DATASET ENTRIES →
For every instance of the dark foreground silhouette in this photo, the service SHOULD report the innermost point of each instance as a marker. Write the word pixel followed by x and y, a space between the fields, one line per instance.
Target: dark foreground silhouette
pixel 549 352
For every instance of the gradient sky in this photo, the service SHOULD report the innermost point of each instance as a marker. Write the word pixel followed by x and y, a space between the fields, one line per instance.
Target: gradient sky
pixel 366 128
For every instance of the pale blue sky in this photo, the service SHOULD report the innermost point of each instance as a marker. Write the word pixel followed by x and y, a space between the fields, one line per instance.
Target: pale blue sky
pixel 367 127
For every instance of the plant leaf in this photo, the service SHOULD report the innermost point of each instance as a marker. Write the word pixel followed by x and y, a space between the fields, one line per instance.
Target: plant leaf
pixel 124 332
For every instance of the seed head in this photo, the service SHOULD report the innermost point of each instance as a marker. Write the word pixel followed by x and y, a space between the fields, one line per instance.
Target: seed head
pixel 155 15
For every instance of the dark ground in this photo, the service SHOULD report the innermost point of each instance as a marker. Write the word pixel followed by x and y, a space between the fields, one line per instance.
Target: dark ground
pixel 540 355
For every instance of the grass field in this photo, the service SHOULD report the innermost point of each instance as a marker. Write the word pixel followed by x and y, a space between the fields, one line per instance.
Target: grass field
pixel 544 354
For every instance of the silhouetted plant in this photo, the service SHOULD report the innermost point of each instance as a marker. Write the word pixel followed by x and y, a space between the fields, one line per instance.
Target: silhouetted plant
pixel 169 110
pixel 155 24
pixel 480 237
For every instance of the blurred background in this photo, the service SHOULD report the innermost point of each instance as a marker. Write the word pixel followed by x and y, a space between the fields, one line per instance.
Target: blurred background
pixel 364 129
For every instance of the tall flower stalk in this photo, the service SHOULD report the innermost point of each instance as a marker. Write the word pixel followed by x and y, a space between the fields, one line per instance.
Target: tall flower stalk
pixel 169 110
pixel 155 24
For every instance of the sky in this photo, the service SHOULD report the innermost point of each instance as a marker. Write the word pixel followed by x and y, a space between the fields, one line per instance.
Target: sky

ACTION ITEM → Transcribe each entry. Leave nothing out.

TASK OUTPUT →
For every instance of the dark foreground silhouette in this photo, the service SHOULD report the innermost point of each instance as a marker. Write the word pixel followed by x and y, a space between the fields, one line per instance.
Target: dark foreground silhouette
pixel 549 352
For every instance of the gradient sky in this photo, the service SHOULD report the innermost point of each instance as a marker. Write the word pixel followed by x and y, a space between the fields, one line per instance.
Target: gradient sky
pixel 366 128
For every instance of the pale blue sky in this photo, the service SHOULD report the innermost point of each instance as a marker. Write the word pixel followed by x and y, a space between the fields, one line per instance.
Target: pale blue sky
pixel 367 127
For every instance of the plant leaf in this photo, the service SHOULD report the innermost point of each instance as a marker. Write the word pixel followed by x and y, a space between the fields, one line per instance.
Target: plant leaf
pixel 124 332
For every instance of the seed head in this photo, the service SHOULD report the innermost point of each instance as a marker. Write the word pixel followed by x and y, a space between the fields, one line per instance.
Target: seed head
pixel 155 15
For every instance of the dark ground in this photo, the service SHOULD report the innermost point of each instance as a marker. Write the word pixel followed by x and y, a space between the fields, one line per instance.
Target: dark ground
pixel 540 355
For every instance of the grass field in this photo, the service SHOULD report the innermost point of each instance as a marker. Write the word pixel followed by x and y, a space between the fields, one line per instance.
Target: grass field
pixel 544 354
For every instance of the silhouetted plant in this photo, the service SHOULD report the innermost point of each instance as a marker. Write the word pixel followed by x and y, a space between the fields, one line per instance.
Target: silhouetted plant
pixel 169 110
pixel 155 24
pixel 480 237
For every instance of the blurred background in this photo, the service SHOULD report the innermost point of each instance as a marker. Write the word pixel followed by x and y, a space between the fields, one line per instance.
Target: blurred background
pixel 364 129
For every instance of the tall flower stalk in this photo, the service SHOULD report the innermost point of each instance as a marker. Write the word pixel followed by x and y, a space between the fields, one line per instance.
Target: tall flower stalk
pixel 169 110
pixel 155 24
For every instance of the sky in this photo, the service SHOULD report the innermost point of each instance as a marker. Write the word pixel followed by x and y, a space between the fields, one line per instance.
Target: sky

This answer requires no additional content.